To do:
[1] Do these statements agree with the biography of Vahram Sargsyan? (a) He studied composition at the Yerevan Komitas State Conservatory from 1998 to 2003. (b) He received the Jules Léger Prize for New Chamber Music in 2021. (c) His piece Luys Zvart was performed in Minneapolis. For each, answer yes or no and quote the words of the text that decide it.
[2] Write what comes next in the biography of Vahram Sargsyan, picking up after its last sentence.

Extract to read:
┌────────

- Born: May 28, 1981 (age 45) Yerevan, Armenia
- Occupations: Composer, Choral Conductor
- Years active: 1998–present

= Vahram Sargsyan =

Armenian-Canadian composer, choral conductor and experimental vocalist

Vahram Sargsyan (Վահրամ Սարգսյան; also spelled Sarkissian) is an Armenian-Canadian composer, choral conductor and vocalist based in Montreal, Quebec, Canada.

His work spans chamber, choral, and vocal music and often engages contemporary compositional practices and extended vocal techniques. He was awarded the Jules Léger Prize for New Chamber Music in 2023 for his composition Quiet Songs.

==Biography==
Vahram Sargsyan studied composition with Ashot Zohrabyan at the Yerevan Komitas State Conservatory from 1998 to 2003, while also studying choral conducting with Tigran Hekekyan, which he completed in 2006. He later pursued graduate-level composition studies at the Schulich School of Music, McGill University, working with composer Philippe Leroux.

Sargsyan’s music has been performed internationally in Europe, North America, and Asia, including performances in Armenia, the United Kingdom, Germany, Austria, Sweden, Japan, and the United States. His composition Luys Zvart was performed at the 6th World Symposium on Choral Music (Minneapolis, Minnesota, 2002).

└────────

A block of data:
┌────────

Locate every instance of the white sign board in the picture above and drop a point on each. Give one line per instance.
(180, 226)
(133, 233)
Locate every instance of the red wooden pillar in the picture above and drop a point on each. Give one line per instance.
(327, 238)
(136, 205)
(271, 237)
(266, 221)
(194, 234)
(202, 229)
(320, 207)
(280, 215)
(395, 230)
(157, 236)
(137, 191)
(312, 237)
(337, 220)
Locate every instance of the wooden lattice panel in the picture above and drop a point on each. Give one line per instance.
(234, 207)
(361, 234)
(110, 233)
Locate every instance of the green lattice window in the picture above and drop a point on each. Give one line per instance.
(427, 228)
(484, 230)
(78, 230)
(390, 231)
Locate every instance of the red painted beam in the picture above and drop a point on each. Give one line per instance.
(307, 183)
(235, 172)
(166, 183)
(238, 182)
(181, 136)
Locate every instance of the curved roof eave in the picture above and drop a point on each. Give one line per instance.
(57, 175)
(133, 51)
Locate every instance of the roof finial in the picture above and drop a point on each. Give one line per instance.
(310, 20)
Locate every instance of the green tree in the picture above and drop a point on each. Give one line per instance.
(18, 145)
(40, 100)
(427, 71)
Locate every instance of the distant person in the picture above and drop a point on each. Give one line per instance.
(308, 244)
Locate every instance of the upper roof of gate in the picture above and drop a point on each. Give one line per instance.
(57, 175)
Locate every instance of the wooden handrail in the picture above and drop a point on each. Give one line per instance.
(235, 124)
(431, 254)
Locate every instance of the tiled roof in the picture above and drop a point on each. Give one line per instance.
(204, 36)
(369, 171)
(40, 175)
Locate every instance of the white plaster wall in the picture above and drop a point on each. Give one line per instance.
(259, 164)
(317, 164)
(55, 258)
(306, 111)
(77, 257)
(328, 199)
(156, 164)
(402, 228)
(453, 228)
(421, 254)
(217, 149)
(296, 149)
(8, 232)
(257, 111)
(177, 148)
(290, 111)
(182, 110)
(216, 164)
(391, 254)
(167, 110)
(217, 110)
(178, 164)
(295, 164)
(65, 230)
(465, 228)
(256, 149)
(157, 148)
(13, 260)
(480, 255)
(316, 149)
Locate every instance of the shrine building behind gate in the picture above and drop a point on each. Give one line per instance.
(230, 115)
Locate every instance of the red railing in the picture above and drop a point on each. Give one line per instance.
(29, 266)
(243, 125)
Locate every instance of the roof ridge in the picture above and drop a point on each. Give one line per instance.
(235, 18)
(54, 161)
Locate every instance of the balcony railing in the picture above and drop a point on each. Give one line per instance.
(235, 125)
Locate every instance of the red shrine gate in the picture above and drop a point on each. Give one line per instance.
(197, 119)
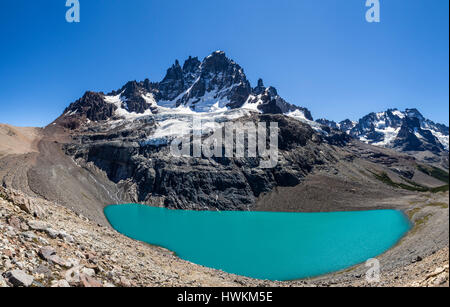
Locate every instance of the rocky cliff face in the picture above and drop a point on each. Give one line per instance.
(146, 172)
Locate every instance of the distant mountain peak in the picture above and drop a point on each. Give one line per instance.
(217, 81)
(405, 130)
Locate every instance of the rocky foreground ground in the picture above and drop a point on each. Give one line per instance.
(43, 244)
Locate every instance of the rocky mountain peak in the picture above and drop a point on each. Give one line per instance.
(405, 131)
(217, 81)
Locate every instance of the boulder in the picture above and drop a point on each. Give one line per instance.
(19, 278)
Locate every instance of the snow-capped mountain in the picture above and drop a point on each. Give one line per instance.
(215, 84)
(402, 130)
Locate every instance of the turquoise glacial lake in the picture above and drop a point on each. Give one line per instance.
(264, 245)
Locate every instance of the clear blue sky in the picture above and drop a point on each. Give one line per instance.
(320, 54)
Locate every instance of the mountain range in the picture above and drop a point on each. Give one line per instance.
(405, 131)
(114, 148)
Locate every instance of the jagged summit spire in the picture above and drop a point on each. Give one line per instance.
(201, 86)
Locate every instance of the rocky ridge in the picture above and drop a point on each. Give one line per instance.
(405, 131)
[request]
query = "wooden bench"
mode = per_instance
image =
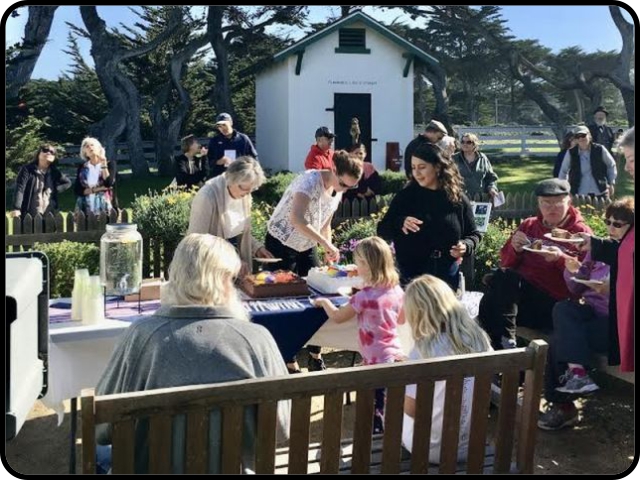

└────────

Responses in order:
[1]
(a) Yes: "studied composition with Ashot Zohrabyan at the Yerevan Komitas State Conservatory from 1998 to 2003"
(b) No: "He was awarded the Jules Léger Prize for New Chamber Music in 2023 for his composition Quiet Songs."
(c) Yes: "His composition Luys Zvart was performed at the 6th World Symposium on Choral Music (Minneapolis, Minnesota, 2002)."

[2]
His arrangement of Khorurd Metz (Great Mystery) was published in Oxford University Press's anthology World Carols for Choirs (2005) and has been recorded by BBC Singers. It has been broadcast by BBC Radio 3.

Sargsyan has received commissions from Oxford University Press, Norddeutscher Rundfunk, and AGBU Foundation, CBC Radio and others. His work Hunting the Hunter was premiered under his own baton in 2012 at Carnegie Hall.

In addition to his compositional work, Sargsyan is active as a lecturer and workshop leader, presenting on extended vocal techniques and contemporary choral practices. His workshops and presentations have been featured at international choral festivals and conferences, including the World Symposium on Choral Music, Europa Cantat, the ACDA Regional Conference, and PODIUM Conference among others.

Vahram Sargsyan is a member of Composers' Union of Armenia, Canadian League of Composers, and Canadian Music Centre.

==Awards==
- Artiste de l’année à Laval (Quebec, Canada 2024)
- Jules Léger Prize for New Chamber Music (Canada 2023), for Quiet Songs
- Winner, POLYPHONOS 2017 Commission Competition (Seattle, United States, 2016)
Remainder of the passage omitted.